* Begin *
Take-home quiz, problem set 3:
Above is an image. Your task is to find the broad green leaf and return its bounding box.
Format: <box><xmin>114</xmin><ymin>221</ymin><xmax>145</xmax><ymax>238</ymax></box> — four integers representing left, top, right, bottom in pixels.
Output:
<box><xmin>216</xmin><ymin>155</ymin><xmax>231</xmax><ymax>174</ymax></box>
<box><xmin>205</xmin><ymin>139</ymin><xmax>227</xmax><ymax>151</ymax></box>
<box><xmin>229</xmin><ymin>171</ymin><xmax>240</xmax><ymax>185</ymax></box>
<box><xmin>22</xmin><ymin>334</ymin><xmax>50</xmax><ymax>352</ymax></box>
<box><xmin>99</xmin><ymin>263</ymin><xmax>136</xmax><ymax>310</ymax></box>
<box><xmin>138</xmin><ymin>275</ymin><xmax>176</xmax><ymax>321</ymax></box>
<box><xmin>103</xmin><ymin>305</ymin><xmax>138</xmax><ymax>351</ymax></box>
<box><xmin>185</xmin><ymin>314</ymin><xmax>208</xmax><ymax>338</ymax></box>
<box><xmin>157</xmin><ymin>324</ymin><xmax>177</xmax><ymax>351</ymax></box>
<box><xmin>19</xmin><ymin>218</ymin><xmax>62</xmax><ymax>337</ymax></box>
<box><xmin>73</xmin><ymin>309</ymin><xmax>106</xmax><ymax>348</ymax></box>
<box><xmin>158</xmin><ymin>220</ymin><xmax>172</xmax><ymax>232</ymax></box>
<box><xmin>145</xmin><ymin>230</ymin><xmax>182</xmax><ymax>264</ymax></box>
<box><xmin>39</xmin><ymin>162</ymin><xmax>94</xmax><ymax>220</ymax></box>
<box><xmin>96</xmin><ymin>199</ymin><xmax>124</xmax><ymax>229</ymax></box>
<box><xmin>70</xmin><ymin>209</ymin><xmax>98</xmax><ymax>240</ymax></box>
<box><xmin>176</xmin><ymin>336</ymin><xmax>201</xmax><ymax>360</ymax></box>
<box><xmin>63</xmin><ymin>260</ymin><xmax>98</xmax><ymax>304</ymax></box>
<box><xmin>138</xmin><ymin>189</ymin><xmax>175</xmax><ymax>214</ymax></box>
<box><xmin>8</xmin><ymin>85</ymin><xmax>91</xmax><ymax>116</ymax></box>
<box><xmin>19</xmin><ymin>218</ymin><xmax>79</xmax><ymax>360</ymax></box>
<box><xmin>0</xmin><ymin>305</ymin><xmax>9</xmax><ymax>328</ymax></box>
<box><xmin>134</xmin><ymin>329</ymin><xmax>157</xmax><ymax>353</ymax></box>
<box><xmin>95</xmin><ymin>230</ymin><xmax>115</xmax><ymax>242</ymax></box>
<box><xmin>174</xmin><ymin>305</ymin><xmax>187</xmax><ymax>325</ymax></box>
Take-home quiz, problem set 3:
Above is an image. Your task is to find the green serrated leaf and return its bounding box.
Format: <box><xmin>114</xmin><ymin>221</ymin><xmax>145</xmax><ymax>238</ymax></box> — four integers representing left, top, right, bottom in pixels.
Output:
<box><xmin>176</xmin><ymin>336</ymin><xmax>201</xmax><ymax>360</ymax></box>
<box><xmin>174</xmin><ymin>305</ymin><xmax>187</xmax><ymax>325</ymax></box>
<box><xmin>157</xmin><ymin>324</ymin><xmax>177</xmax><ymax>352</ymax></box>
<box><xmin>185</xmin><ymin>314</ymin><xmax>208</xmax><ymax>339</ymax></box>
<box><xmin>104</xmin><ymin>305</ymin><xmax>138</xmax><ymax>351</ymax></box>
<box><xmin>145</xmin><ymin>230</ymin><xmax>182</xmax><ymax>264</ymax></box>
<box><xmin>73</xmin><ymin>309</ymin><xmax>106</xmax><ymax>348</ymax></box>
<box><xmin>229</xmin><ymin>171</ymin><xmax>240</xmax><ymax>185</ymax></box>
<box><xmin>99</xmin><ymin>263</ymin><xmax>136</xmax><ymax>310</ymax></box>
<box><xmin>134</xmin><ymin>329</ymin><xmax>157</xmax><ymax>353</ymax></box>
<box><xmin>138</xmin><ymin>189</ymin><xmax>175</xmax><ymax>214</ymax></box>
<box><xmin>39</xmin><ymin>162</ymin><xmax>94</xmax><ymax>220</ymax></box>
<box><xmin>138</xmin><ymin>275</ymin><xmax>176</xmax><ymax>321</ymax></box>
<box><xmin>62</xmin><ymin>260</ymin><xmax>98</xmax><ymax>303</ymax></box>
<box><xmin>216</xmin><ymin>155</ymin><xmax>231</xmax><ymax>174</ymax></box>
* End *
- _DIRECTIONS FOR THIS TASK_:
Gather every line from the items above that contains the word "green", copying each one in full. Case counts when matching.

- _PROBLEM SOLUTION_:
Above is an image. Your task is to find the broad green leaf and return its bounding box.
Above is an image. Your task is to find the green serrated leaf and return its bounding box.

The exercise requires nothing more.